▶ **What is needed**:
The data below should be restated word for word, with every picture omitted.

---+---

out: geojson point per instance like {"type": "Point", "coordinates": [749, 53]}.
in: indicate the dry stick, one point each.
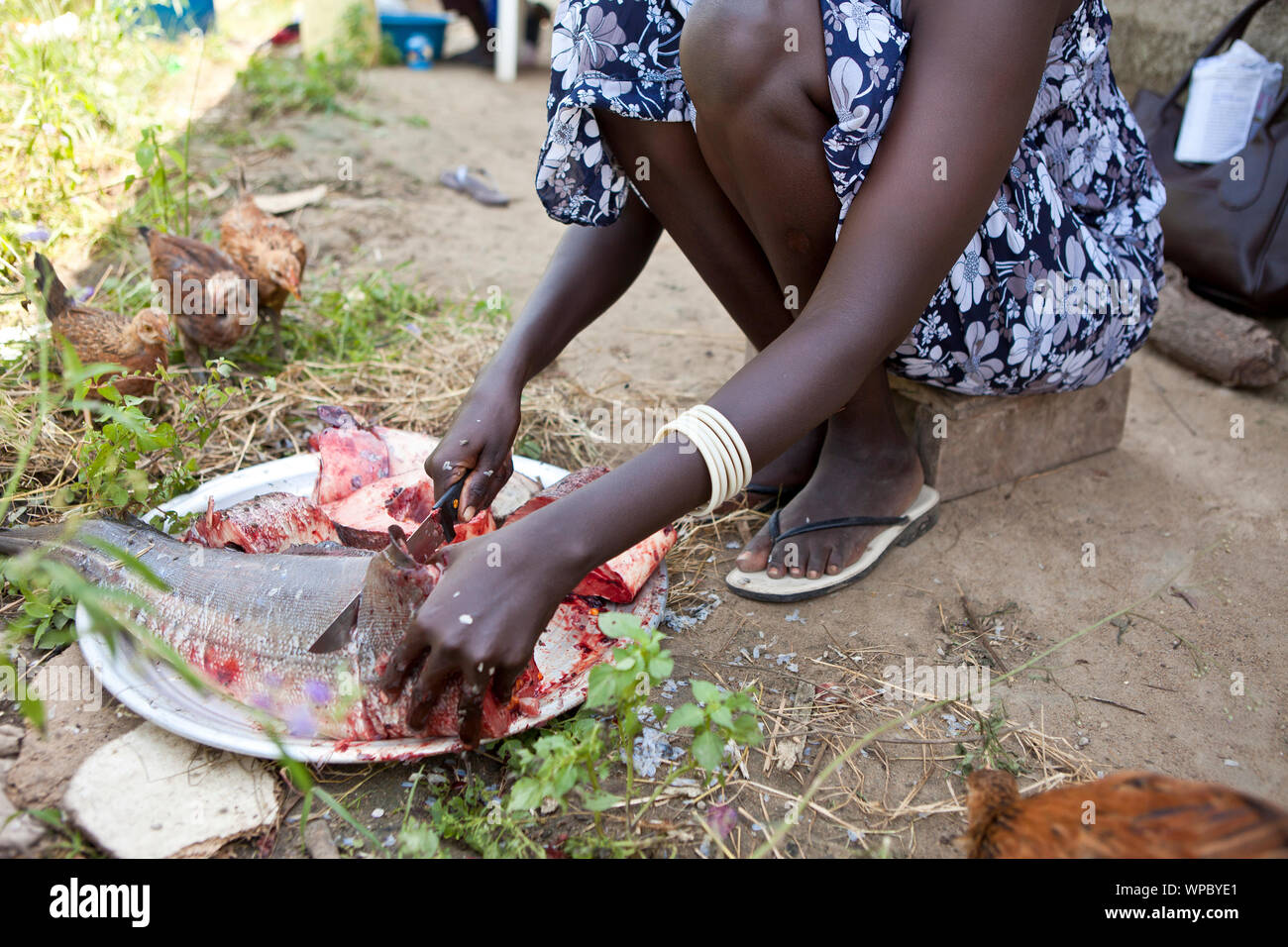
{"type": "Point", "coordinates": [867, 738]}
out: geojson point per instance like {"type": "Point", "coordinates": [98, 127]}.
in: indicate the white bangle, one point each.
{"type": "Point", "coordinates": [721, 449]}
{"type": "Point", "coordinates": [712, 454]}
{"type": "Point", "coordinates": [733, 444]}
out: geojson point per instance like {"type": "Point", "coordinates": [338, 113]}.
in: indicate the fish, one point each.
{"type": "Point", "coordinates": [364, 518]}
{"type": "Point", "coordinates": [355, 457]}
{"type": "Point", "coordinates": [1128, 814]}
{"type": "Point", "coordinates": [267, 523]}
{"type": "Point", "coordinates": [244, 622]}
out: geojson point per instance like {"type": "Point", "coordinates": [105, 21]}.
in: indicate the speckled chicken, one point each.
{"type": "Point", "coordinates": [1129, 814]}
{"type": "Point", "coordinates": [138, 344]}
{"type": "Point", "coordinates": [269, 250]}
{"type": "Point", "coordinates": [211, 298]}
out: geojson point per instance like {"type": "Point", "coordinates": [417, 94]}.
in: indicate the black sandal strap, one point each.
{"type": "Point", "coordinates": [833, 525]}
{"type": "Point", "coordinates": [774, 528]}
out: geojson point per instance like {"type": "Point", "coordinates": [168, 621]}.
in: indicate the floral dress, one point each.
{"type": "Point", "coordinates": [1059, 283]}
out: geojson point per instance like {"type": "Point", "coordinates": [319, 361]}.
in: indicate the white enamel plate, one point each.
{"type": "Point", "coordinates": [156, 692]}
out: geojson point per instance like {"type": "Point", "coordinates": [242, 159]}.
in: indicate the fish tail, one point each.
{"type": "Point", "coordinates": [53, 294]}
{"type": "Point", "coordinates": [18, 541]}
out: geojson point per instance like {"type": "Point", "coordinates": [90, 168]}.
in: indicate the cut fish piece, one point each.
{"type": "Point", "coordinates": [362, 519]}
{"type": "Point", "coordinates": [268, 523]}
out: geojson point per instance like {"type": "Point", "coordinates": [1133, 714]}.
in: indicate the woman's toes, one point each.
{"type": "Point", "coordinates": [755, 554]}
{"type": "Point", "coordinates": [816, 562]}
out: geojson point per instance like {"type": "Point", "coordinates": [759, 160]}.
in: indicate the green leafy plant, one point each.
{"type": "Point", "coordinates": [132, 463]}
{"type": "Point", "coordinates": [716, 718]}
{"type": "Point", "coordinates": [165, 169]}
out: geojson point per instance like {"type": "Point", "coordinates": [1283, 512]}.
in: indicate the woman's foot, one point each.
{"type": "Point", "coordinates": [853, 478]}
{"type": "Point", "coordinates": [794, 467]}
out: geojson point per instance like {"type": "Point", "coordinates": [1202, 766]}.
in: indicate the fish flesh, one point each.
{"type": "Point", "coordinates": [244, 622]}
{"type": "Point", "coordinates": [268, 523]}
{"type": "Point", "coordinates": [364, 518]}
{"type": "Point", "coordinates": [353, 457]}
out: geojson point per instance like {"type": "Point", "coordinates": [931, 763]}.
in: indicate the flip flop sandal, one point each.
{"type": "Point", "coordinates": [477, 183]}
{"type": "Point", "coordinates": [903, 531]}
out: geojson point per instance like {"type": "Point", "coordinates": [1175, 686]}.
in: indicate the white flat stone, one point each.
{"type": "Point", "coordinates": [151, 793]}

---+---

▶ **Worked solution**:
out: geojson point per instance like {"type": "Point", "coordinates": [749, 53]}.
in: indicate the dry stick, one point each.
{"type": "Point", "coordinates": [867, 738]}
out: geojson point per instance like {"type": "Point", "coordinates": [98, 127]}.
in: indicate the white bangle, one point each.
{"type": "Point", "coordinates": [721, 449]}
{"type": "Point", "coordinates": [712, 454]}
{"type": "Point", "coordinates": [733, 444]}
out: geojson point per instance like {"type": "Point", "coordinates": [338, 113]}.
in: indicate the fish, one point each.
{"type": "Point", "coordinates": [364, 518]}
{"type": "Point", "coordinates": [355, 457]}
{"type": "Point", "coordinates": [1128, 814]}
{"type": "Point", "coordinates": [267, 523]}
{"type": "Point", "coordinates": [244, 622]}
out: geojson point per instance like {"type": "Point", "coordinates": [105, 21]}.
in: indicate the speckled chicken, one point each.
{"type": "Point", "coordinates": [1129, 814]}
{"type": "Point", "coordinates": [138, 344]}
{"type": "Point", "coordinates": [269, 250]}
{"type": "Point", "coordinates": [211, 298]}
out: geojson point per instance like {"type": "Point", "coordinates": [417, 94]}.
in: indicate the black sandal strap, one point each.
{"type": "Point", "coordinates": [833, 525]}
{"type": "Point", "coordinates": [774, 528]}
out: geojson point per instance like {"type": "Point", "coordinates": [168, 621]}.
in: indicate the floral dress, one point each.
{"type": "Point", "coordinates": [1059, 283]}
out: geojson point per instance like {"type": "Point", "coordinates": [319, 361]}.
in: indicate the white enamel plate, one point each.
{"type": "Point", "coordinates": [156, 692]}
out: geojson point per instance like {"type": "Point", "coordinates": [242, 159]}.
in: indicate the fish tail, one point each.
{"type": "Point", "coordinates": [53, 294]}
{"type": "Point", "coordinates": [18, 541]}
out: geojson point per instance like {"type": "Point", "coordinates": [90, 168]}.
in: indicate the cut fish piece, one point each.
{"type": "Point", "coordinates": [362, 519]}
{"type": "Point", "coordinates": [268, 523]}
out: geojson point per instance like {"type": "Point", "coordinates": [1133, 714]}.
in: indicate the woman's toes, one point each.
{"type": "Point", "coordinates": [755, 554]}
{"type": "Point", "coordinates": [816, 562]}
out: geojson point per instance like {"type": "Point", "coordinates": [759, 160]}.
in: indicate the green leafy plant, one point each.
{"type": "Point", "coordinates": [132, 463]}
{"type": "Point", "coordinates": [716, 718]}
{"type": "Point", "coordinates": [165, 169]}
out: geojson point per instance like {"type": "Point", "coordinates": [1283, 512]}.
in: indicate the woman's foot, one point each.
{"type": "Point", "coordinates": [853, 478]}
{"type": "Point", "coordinates": [794, 467]}
out: geojson point per instance like {"type": "Point", "coordinates": [1202, 766]}.
in: indicate the fish flesh, one point each.
{"type": "Point", "coordinates": [244, 622]}
{"type": "Point", "coordinates": [268, 523]}
{"type": "Point", "coordinates": [364, 518]}
{"type": "Point", "coordinates": [353, 457]}
out: geojson point per instance like {"type": "Point", "coordinates": [931, 763]}.
in: indicate the flip flop sandal, one point each.
{"type": "Point", "coordinates": [477, 183]}
{"type": "Point", "coordinates": [903, 531]}
out: geojson point per instance like {"type": "Point", "coordinates": [1175, 686]}.
in: indicate the white flat stone, one point each.
{"type": "Point", "coordinates": [151, 793]}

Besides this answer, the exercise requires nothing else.